ASSIGNMENT ▸ Please return the data that follows precisely as written, but without the images.

━━━━━━

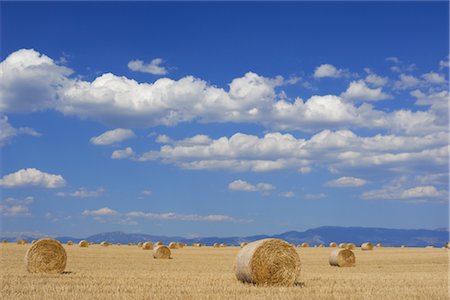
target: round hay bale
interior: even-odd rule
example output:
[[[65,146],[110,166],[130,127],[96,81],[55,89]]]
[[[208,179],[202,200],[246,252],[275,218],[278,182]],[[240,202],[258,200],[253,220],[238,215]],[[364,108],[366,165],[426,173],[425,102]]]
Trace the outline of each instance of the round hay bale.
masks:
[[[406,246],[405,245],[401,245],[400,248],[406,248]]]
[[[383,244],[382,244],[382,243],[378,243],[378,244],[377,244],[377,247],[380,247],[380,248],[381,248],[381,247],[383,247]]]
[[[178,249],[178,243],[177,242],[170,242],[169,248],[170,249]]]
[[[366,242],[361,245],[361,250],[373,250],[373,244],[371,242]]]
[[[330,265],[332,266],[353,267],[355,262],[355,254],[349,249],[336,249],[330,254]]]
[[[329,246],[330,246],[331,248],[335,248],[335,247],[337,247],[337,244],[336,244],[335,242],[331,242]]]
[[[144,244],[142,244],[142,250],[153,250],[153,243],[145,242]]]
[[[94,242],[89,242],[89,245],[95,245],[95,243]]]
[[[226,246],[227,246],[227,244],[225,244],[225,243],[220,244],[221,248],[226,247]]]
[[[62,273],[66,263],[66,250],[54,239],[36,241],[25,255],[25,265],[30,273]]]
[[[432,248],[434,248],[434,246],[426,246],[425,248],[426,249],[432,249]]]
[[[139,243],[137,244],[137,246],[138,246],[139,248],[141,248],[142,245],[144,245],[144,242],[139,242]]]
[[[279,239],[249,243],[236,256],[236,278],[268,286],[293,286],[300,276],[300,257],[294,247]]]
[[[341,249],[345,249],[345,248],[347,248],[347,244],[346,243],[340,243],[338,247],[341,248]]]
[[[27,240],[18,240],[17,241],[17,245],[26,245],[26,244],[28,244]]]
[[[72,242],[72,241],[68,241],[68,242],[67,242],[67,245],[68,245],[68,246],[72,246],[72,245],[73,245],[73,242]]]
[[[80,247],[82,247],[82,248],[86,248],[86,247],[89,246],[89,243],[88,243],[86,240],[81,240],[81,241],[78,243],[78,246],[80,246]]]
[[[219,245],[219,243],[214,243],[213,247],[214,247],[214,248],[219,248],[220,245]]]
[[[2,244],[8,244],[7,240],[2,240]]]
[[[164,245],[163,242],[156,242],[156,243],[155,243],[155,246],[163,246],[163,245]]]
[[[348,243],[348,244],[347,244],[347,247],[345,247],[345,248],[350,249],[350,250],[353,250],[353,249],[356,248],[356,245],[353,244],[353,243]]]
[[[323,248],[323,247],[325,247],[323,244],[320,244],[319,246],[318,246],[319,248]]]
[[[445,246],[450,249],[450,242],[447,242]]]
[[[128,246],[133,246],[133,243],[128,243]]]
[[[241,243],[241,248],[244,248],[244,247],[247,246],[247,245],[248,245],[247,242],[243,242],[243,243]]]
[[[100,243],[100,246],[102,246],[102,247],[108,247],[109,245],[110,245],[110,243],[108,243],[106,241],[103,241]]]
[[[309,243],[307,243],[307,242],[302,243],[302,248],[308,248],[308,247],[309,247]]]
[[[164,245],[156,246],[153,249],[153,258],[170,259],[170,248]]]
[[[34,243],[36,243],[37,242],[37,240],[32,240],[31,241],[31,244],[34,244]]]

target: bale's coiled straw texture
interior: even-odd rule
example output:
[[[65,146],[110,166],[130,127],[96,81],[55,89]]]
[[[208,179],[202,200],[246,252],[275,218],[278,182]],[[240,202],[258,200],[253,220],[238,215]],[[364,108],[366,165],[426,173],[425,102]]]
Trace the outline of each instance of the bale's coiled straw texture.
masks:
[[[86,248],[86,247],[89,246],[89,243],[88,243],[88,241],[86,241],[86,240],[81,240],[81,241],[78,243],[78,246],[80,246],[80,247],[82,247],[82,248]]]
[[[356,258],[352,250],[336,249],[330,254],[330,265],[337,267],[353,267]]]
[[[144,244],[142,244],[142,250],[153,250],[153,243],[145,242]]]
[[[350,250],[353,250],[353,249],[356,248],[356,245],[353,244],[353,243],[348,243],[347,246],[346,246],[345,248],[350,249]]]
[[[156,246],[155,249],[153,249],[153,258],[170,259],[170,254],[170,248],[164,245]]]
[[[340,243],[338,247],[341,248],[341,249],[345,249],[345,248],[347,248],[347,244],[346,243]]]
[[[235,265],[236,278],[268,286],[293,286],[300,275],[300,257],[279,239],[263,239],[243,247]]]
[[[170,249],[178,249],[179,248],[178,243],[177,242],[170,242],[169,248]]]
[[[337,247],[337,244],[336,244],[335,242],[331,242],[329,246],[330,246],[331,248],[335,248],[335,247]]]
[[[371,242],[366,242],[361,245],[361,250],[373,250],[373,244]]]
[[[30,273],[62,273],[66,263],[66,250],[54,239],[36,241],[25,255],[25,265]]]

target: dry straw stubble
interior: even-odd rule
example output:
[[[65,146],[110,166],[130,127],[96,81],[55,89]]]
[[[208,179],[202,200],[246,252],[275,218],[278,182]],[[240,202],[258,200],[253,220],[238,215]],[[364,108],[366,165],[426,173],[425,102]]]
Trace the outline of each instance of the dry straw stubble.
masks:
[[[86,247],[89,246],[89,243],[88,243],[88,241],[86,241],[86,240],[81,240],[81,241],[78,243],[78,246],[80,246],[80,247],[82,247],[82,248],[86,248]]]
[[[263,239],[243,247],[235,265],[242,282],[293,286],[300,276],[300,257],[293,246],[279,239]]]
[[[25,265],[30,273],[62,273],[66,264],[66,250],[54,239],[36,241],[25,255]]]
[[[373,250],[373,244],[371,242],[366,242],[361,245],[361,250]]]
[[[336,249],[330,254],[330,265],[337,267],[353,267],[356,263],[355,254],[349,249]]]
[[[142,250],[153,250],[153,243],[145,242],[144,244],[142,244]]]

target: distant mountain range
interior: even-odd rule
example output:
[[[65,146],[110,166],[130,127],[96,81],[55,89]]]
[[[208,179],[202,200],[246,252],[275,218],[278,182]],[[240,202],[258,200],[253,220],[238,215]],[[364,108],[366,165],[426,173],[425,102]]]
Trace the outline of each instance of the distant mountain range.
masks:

━━━━━━

TASK SOLUTION ▸
target: round hay bale
interior: even-odd rule
example output:
[[[65,146],[110,166],[130,127],[96,81],[55,89]]]
[[[208,179],[202,200],[246,252],[275,218],[278,182]],[[240,202],[258,200],[253,220],[238,215]],[[364,108],[366,165],[426,173],[425,102]]]
Trace the outline of each instance of the round hay bale.
masks:
[[[406,246],[405,245],[401,245],[400,248],[406,248]]]
[[[383,244],[382,244],[382,243],[378,243],[378,244],[377,244],[377,247],[380,247],[380,248],[381,248],[381,247],[383,247]]]
[[[178,249],[178,243],[177,242],[170,242],[169,248],[170,249]]]
[[[366,242],[361,245],[361,250],[373,250],[373,244],[371,242]]]
[[[330,265],[332,266],[353,267],[355,262],[355,254],[349,249],[336,249],[330,254]]]
[[[329,246],[330,246],[331,248],[335,248],[335,247],[337,247],[337,244],[336,244],[335,242],[331,242]]]
[[[144,244],[142,244],[142,250],[153,250],[153,243],[145,242]]]
[[[94,242],[89,242],[89,245],[95,245],[95,243]]]
[[[226,246],[227,246],[227,244],[225,244],[225,243],[220,244],[221,248],[226,247]]]
[[[62,273],[66,263],[66,250],[54,239],[36,241],[25,255],[25,265],[30,273]]]
[[[432,248],[434,248],[434,246],[426,246],[425,248],[426,249],[432,249]]]
[[[139,243],[137,244],[137,246],[138,246],[139,248],[141,248],[142,245],[144,245],[144,242],[139,242]]]
[[[279,239],[249,243],[236,256],[236,278],[268,286],[293,286],[300,276],[300,257],[294,247]]]
[[[341,249],[345,249],[345,248],[347,248],[347,244],[346,243],[340,243],[338,247],[341,248]]]
[[[27,240],[18,240],[17,241],[17,245],[26,245],[26,244],[28,244]]]
[[[72,242],[72,241],[68,241],[68,242],[67,242],[67,245],[68,245],[68,246],[72,246],[72,245],[73,245],[73,242]]]
[[[80,247],[82,247],[82,248],[86,248],[86,247],[89,246],[89,243],[88,243],[86,240],[81,240],[81,241],[78,243],[78,246],[80,246]]]
[[[219,245],[219,243],[214,243],[213,247],[214,247],[214,248],[219,248],[220,245]]]
[[[2,244],[8,244],[7,240],[2,240]]]
[[[164,245],[163,242],[156,242],[156,243],[155,243],[155,246],[163,246],[163,245]]]
[[[348,243],[348,244],[347,244],[347,247],[345,247],[345,248],[350,249],[350,250],[353,250],[353,249],[356,248],[356,245],[353,244],[353,243]]]
[[[323,248],[323,247],[325,247],[323,244],[320,244],[319,246],[318,246],[319,248]]]
[[[445,246],[450,249],[450,242],[447,242]]]
[[[128,246],[133,246],[133,243],[128,243]]]
[[[241,243],[241,248],[244,248],[244,247],[247,246],[247,245],[248,245],[247,242],[243,242],[243,243]]]
[[[100,243],[100,246],[102,246],[102,247],[108,247],[109,245],[110,245],[110,243],[108,243],[106,241],[103,241]]]
[[[309,243],[307,243],[307,242],[302,243],[302,248],[308,248],[308,247],[309,247]]]
[[[164,245],[156,246],[153,249],[153,258],[170,259],[170,248]]]
[[[34,243],[36,243],[37,242],[37,240],[32,240],[31,241],[31,244],[34,244]]]

target: bale's coiled straw texture
interior: even-odd rule
example output:
[[[65,146],[110,166],[130,127],[96,81],[55,89]]]
[[[208,179],[202,200],[246,252],[275,218],[278,182]],[[240,202],[258,200],[253,220],[238,215]],[[364,108],[366,165],[426,173],[425,102]]]
Trace the outline of each instance of the bale's coiled straw texture.
masks:
[[[86,248],[86,247],[89,246],[89,243],[88,243],[88,241],[86,241],[86,240],[81,240],[81,241],[78,243],[78,246],[80,246],[80,247],[82,247],[82,248]]]
[[[356,258],[352,250],[336,249],[330,254],[330,265],[337,267],[353,267]]]
[[[144,244],[142,244],[142,250],[153,250],[153,243],[145,242]]]
[[[350,250],[353,250],[353,249],[356,248],[356,245],[353,244],[353,243],[348,243],[347,246],[346,246],[345,248],[350,249]]]
[[[156,246],[155,249],[153,249],[153,258],[170,259],[170,254],[170,248],[164,245]]]
[[[340,243],[338,247],[341,248],[341,249],[345,249],[345,248],[347,248],[347,244],[346,243]]]
[[[235,265],[236,278],[268,286],[293,286],[300,275],[300,257],[279,239],[263,239],[243,247]]]
[[[170,249],[178,249],[179,248],[178,243],[177,242],[170,242],[169,248]]]
[[[337,247],[337,244],[336,244],[335,242],[331,242],[329,246],[330,246],[331,248],[335,248],[335,247]]]
[[[371,242],[366,242],[361,245],[361,250],[373,250],[373,244]]]
[[[30,273],[62,273],[66,263],[66,250],[54,239],[36,241],[25,255],[25,265]]]

target: dry straw stubble
interior: even-odd rule
example output:
[[[65,146],[110,166],[130,127],[96,81],[55,89]]]
[[[208,179],[202,200],[246,252],[275,218],[278,182]],[[240,202],[258,200],[253,220],[238,215]],[[364,108],[366,165],[426,173],[425,102]]]
Trace the outline of each instance of the dry straw stubble.
masks:
[[[86,247],[89,246],[89,243],[88,243],[88,241],[86,241],[86,240],[81,240],[81,241],[78,243],[78,246],[80,246],[80,247],[82,247],[82,248],[86,248]]]
[[[263,239],[243,247],[235,265],[242,282],[293,286],[300,276],[300,257],[293,246],[279,239]]]
[[[25,265],[30,273],[62,273],[66,264],[66,250],[54,239],[36,241],[25,255]]]
[[[373,250],[373,244],[371,242],[366,242],[361,245],[361,250]]]
[[[336,249],[330,254],[330,265],[337,267],[353,267],[356,263],[355,254],[349,249]]]
[[[142,250],[153,250],[153,243],[145,242],[144,244],[142,244]]]

target: distant mountain range
interior: even-odd rule
example output:
[[[65,146],[110,166],[130,127],[96,81],[55,89]]]
[[[208,179],[202,200],[246,252],[275,218],[278,182]],[[240,202],[258,200],[253,220],[238,215]],[[364,108],[366,165],[426,173],[425,102]]]
Trace the outline of each instance of the distant mountain range.
masks:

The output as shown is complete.